§ Document extract:
::::::::::

John Wanjohi Mar 05, 2019


An HIV-positive man from London, United Kingdom has become the second known adult globally to be cured of the AIDS virus.

His doctors say the man was cleared of the virus after he received a bone marrow transplant from an HIV resistant donor.

Doctors say highly sensitive tests have shown no trace of the man’s previous HIV infection.

This comes three years after he received bone marrow stem cells from a donor with a rare genetic mutation that resists HIV infection.

It also comes more than 18 months after he stopped taking anti-retroviral drugs.

“There is no virus there that we can measure. We can’t detect anything,” says Ravindra Gupta, a professor and HIV biologist who co-led a team of medics treating the man.

The doctors say that although this does not mean a cure for HIV has been found, it proves the concept that scientists will one day be able to end AIDS.

::::::::::

§ Study material:

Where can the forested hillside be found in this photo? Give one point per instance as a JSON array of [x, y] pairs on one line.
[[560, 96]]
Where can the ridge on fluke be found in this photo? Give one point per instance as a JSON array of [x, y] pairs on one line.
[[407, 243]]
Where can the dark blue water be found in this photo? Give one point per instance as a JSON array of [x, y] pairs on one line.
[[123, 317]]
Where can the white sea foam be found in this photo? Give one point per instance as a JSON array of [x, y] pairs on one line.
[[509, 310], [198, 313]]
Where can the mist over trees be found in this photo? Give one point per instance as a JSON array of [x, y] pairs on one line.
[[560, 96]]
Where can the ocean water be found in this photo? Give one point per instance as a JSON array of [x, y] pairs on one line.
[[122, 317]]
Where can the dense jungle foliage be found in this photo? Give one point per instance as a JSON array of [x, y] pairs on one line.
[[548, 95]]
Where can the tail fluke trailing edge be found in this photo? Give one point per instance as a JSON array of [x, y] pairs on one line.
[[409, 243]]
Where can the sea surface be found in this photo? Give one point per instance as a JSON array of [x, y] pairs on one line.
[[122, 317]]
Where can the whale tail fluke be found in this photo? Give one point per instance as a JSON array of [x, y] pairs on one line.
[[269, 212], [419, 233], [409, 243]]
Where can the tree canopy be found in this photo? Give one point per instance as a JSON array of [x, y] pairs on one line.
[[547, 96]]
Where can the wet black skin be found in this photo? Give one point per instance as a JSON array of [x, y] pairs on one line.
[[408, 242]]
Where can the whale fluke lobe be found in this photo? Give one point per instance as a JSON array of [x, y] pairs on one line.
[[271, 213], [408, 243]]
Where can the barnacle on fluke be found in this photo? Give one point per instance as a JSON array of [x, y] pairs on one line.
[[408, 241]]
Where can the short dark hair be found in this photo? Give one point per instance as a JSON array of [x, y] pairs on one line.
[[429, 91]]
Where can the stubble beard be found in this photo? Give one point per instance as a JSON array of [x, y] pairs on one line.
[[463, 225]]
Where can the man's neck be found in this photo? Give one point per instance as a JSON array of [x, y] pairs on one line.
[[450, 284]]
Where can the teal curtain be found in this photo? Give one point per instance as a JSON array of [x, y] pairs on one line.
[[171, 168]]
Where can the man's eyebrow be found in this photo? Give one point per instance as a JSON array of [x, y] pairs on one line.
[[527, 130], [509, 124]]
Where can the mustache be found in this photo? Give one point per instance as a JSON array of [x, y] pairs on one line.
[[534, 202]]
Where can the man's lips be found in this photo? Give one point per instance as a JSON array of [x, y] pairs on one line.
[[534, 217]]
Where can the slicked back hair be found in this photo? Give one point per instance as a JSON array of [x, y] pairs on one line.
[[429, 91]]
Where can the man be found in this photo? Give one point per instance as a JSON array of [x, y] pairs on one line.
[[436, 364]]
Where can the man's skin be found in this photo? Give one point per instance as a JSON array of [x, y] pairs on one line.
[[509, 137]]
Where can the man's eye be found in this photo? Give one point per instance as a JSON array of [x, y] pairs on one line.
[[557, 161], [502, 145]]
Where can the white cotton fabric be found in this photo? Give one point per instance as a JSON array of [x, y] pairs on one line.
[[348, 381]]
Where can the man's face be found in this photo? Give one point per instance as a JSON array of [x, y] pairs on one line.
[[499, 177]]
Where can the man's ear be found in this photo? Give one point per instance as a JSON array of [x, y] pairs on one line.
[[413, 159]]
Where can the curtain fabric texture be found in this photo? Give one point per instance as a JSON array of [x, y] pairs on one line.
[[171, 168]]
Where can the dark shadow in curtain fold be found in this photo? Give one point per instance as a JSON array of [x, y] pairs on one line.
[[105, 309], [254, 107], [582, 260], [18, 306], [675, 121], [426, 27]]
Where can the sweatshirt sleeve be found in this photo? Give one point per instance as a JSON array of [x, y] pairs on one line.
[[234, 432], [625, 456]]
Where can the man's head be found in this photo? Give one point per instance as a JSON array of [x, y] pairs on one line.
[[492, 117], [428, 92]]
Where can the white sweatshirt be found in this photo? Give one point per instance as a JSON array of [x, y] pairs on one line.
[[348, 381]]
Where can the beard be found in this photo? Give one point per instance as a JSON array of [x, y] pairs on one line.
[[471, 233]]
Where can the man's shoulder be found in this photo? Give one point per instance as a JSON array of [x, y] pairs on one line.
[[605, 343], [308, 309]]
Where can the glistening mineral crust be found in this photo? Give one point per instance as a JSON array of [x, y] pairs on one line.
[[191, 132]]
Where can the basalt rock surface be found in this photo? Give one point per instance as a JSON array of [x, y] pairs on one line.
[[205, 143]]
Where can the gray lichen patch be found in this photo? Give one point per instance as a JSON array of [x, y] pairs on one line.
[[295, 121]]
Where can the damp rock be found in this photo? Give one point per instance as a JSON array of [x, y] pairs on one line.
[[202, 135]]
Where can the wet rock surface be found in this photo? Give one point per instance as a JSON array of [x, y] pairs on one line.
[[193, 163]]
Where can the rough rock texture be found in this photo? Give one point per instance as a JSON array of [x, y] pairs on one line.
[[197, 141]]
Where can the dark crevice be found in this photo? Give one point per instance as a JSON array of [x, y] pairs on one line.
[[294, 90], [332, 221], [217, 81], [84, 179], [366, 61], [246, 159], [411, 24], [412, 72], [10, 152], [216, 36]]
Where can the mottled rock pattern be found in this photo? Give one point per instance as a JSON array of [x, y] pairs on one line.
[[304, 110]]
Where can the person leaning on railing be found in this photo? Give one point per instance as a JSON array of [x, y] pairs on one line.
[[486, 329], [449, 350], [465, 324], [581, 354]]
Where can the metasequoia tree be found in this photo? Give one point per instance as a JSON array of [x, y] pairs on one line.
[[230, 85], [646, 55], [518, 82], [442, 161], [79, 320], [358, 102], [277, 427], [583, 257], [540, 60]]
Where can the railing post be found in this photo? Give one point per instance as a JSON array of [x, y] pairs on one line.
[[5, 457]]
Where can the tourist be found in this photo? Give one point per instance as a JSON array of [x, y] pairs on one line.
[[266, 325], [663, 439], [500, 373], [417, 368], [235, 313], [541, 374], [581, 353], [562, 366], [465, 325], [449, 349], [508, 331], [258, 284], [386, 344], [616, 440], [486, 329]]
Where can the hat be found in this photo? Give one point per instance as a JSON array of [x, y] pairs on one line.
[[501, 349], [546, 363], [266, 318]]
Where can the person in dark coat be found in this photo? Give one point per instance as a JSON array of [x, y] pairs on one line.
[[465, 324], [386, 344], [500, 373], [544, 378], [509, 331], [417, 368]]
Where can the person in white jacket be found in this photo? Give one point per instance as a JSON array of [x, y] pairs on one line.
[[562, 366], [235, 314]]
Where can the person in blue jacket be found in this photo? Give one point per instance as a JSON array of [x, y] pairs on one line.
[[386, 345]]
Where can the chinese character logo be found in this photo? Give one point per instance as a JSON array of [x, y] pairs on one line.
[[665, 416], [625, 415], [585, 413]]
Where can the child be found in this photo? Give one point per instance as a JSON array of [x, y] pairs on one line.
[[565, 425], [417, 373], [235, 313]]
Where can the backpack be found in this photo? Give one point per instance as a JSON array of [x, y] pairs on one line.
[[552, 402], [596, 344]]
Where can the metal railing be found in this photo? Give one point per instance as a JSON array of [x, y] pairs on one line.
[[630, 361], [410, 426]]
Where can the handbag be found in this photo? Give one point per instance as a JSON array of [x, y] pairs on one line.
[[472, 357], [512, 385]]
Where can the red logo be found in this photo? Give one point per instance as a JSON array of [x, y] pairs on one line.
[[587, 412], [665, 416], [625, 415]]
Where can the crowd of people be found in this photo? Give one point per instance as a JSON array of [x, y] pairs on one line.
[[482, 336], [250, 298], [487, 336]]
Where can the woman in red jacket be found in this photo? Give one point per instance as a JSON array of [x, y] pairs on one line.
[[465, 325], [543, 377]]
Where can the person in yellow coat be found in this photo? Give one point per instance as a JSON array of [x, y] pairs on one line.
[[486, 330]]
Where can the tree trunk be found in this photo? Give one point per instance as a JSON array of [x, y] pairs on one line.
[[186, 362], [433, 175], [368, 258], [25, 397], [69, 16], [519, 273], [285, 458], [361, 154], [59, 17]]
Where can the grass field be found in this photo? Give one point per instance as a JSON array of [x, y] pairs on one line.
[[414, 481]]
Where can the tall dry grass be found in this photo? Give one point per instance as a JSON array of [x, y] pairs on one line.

::::::::::

§ Questions on the material:
1. According to the article on the London HIV patient, how long before the report did the man stop taking anti-retroviral drugs?
2. List every description the article on the London HIV patient gives of Ravindra Gupta.
3. Write a continuation of the article on the London HIV patient, starting after its last sentence.

§ Exercise results:
1. More than 18 months.

2.
- A professor
- An HIV biologist
- Co-leader of a team of medics treating the man

3.
The man is being referred to as “the London patient” because his case is similar to that of an American man, Timothy Brown, who became known as the Berlin patient after he underwent similar treatment in Germany in 2007, which also cleared his HIV.

Experts say Brown, who currently lives in the US is still HIV-free.

About 37 million people worldwide are currently infected with HIV, which has claimed the lives of 35 million people worldwide since the 1980s.

Dr. Gupta says the London man contracted HIV in 2003 and was also diagnosed with a type of blood cancer called Hodgkin’s Lymphoma in 2012.

Doctors decided to seek a transplant match for him in 2016 after he became so sick of cancer.

“This was really his last chance of survival,” Gupta told Reuters in an interview.

The donor had a genetic mutation known as ‘CCR5 delta 32’, which confers resistance to HIV.

Experts say such treatments can't be used as a way of curing HIV patients since the procedure is expensive, complex and risky.